AUSGANGSTEXT -
________

Friedl: Es gibt drei große Hilfen. Erstens die Stundungen diverser Abgaben bzw. das Kurzarbeitsmodell. Zweitens: Überbrückungsgarantien der AWS. Da gab es anfangs Schwierigkeiten, weil viele Startups die Bonitätskriterien nicht erfüllten. Da wurde aber nachgebessert. Und drittens Instrumente der Eigenkapitalstärkung bzw. Garantien gegenüber Investoren. Das könnte der große Wurf sein, doch es fehlt noch an detaillierten Richtlinien. Hier heißt es schnell sein, denn jeder verlorene Tag ist eine Katastrophe.

Dennoch gibt es Erfolgsmeldungen von hohen Investments und Exits, wie kürzlich dem Einstieg des KSV1870 beim Linzer Cybersecurity-Startup Nimbusec oder dem Exit des Lieferdienstes Velonto.
Friedl: Diese Deals wurden natürlich lange vorher vorbereitet, doch es zeigt ein Vertrauen in die Startups. Das Vertrauen der Investoren ist nicht verloren gegangen und das zeigt, dass es einen Glauben an ein „Danach“ gibt. Es zeigt auch, dass Startups wertvolle Lösungen anbieten. Vor der Krise war sehr viel Geld vorhanden und das ist natürlich nicht verschwunden.

Rechnen Sie damit, dass die Zahl an Startup-Gründungen durch die Krise zurückgehen könnte?
Friedl: Das ist eine spannende Frage. Bei der Bankenkrise 2008 ist die Zahl der Gründungen sogar gestiegen, weil hoch qualifizierte Personen keinen adäquaten Job mehr fanden. Seitdem hat sich das Ökosystem weiterentwickelt. Vielleicht steigt die Zahl sogar, weil es weniger attraktive Arbeitsplätze geben wird. Das setzt aber auch voraus, dass Kapital verfügbar bleibt und das es keine Mittler wie Banken oder Investoren braucht. Ein solches Instrument wären etwa stille Beteiligungen. Außerdem ist die Startup-Kultur eine völlig andere. Gründer haben eine andere Persönlichkeitsstruktur, sie wollen sich selbstständig machen. Der Drang nach Unabhängigkeit ist größer als Sicherheitsdenken. Das wird sich nicht verändern. Wir stellen auch nicht unseren Betrieb ein, sondern nehmen nach wie vor Startups in unsere Programme auf. Die Zahl der Bewerbungen bleibt konstant. Die Ideen gehen nicht aus.

________

DATENSÄTZE -
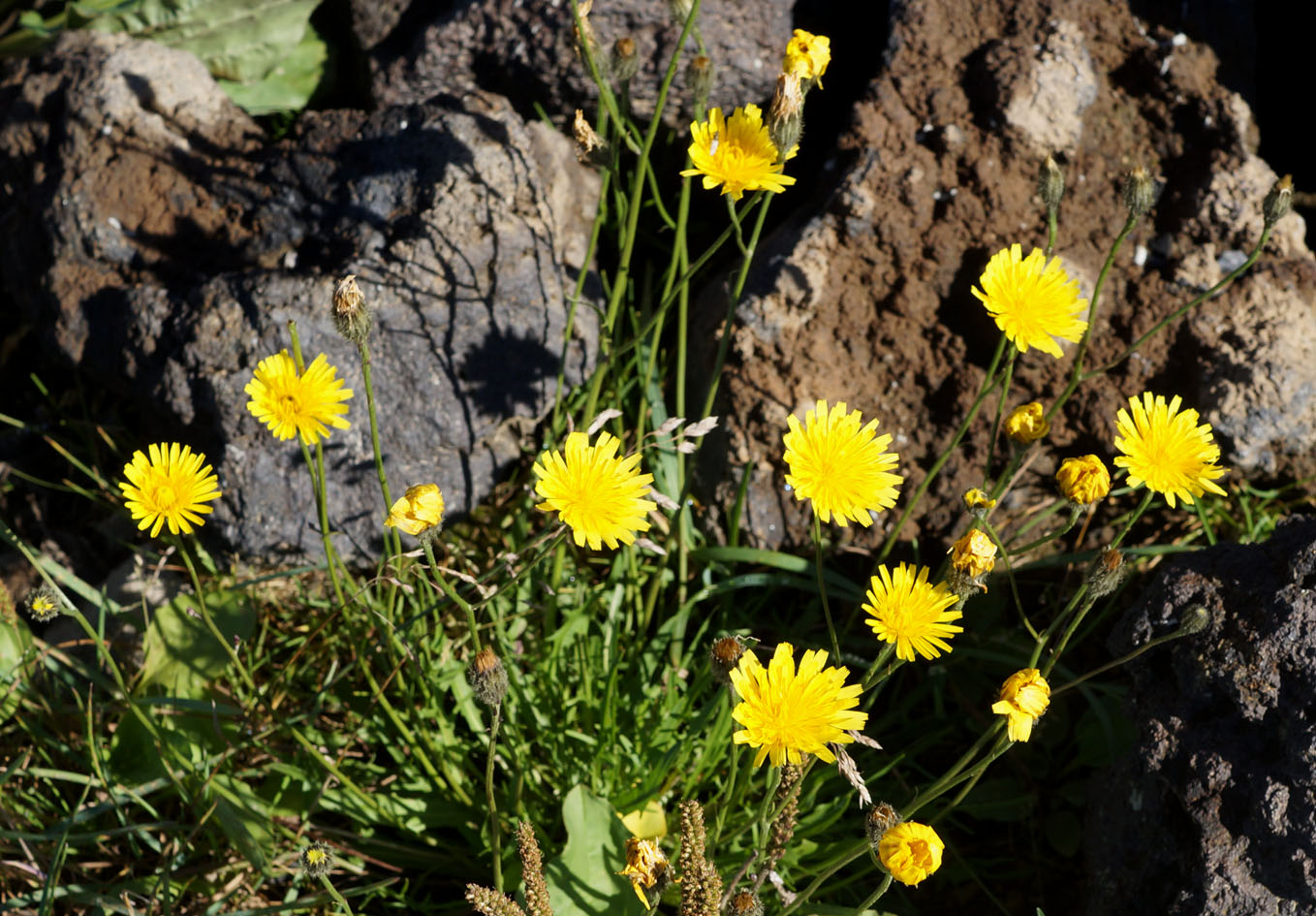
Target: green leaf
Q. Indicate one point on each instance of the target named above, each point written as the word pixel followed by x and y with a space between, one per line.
pixel 583 881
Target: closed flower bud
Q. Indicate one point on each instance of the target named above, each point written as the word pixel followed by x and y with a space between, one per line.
pixel 786 114
pixel 350 313
pixel 699 80
pixel 724 658
pixel 316 860
pixel 625 61
pixel 743 903
pixel 1140 192
pixel 44 604
pixel 1026 424
pixel 1109 571
pixel 1194 620
pixel 1050 183
pixel 487 678
pixel 1083 481
pixel 879 819
pixel 1278 202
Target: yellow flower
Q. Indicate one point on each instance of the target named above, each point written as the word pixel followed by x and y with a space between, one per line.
pixel 1026 423
pixel 1166 449
pixel 911 852
pixel 1083 481
pixel 807 55
pixel 172 489
pixel 646 867
pixel 420 508
pixel 293 404
pixel 789 713
pixel 736 153
pixel 1024 698
pixel 974 554
pixel 844 469
pixel 903 608
pixel 978 499
pixel 598 495
pixel 1032 300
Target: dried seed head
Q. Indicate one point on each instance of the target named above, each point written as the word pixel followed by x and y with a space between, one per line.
pixel 350 313
pixel 1278 202
pixel 1050 183
pixel 487 678
pixel 724 658
pixel 1140 192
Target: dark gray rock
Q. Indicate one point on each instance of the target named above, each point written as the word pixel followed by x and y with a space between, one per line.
pixel 165 249
pixel 1215 808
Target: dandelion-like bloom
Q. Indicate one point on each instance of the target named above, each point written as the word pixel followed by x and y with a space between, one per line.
pixel 291 404
pixel 1026 423
pixel 911 852
pixel 420 508
pixel 905 610
pixel 1024 698
pixel 789 713
pixel 1083 481
pixel 1032 300
pixel 844 469
pixel 974 554
pixel 646 867
pixel 807 55
pixel 169 488
pixel 599 495
pixel 736 153
pixel 1166 449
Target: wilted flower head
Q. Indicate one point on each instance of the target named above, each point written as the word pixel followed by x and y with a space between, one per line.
pixel 1024 698
pixel 736 153
pixel 1026 423
pixel 842 467
pixel 1032 300
pixel 1083 481
pixel 1166 449
pixel 169 486
pixel 911 852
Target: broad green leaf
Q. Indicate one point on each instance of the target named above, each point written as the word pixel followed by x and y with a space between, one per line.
pixel 583 881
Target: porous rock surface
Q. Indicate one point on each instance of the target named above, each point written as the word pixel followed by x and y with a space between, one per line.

________

AUFGABENSTELLUNG - Schreibe das Interview über Startups in der Krise im Anschluss an seinen letzten Satz weiter. Das Material steht für sich und gehört nicht zum Text.

ERGEBNIS -
Unsere Titelstory beschäftigt sich mit Social- und Eco-Entrepreneuren. Könnten diese auch Krisengewinner sein?
Friedl: Durchaus. Ihre Themen bekommen nun mehr Rückenwind. Durch Corona wurde uns klar, dass es nicht so weitergehen kann. Eine Wirtschaft, die auf stetigem Wachstum basiert, wird nicht funktionieren. Social Entrepreneure verknüpfen Sinn und gesellschaftlichen Impact mit technischer Innovation.

Raphael Friedl Der gebürtige Salzburger (36) kam zum BWL-Studium nach Linz, lernte hier seine Frau kennen und ist seitdem Wahl-Oberösterreicher. Er war in der Forschungsförderung tätig, ehe er 2013 als Gründungsberater zu tech2b wechselte. Seit 2019 ist er Geschäftsführer des Start-up Inkubators.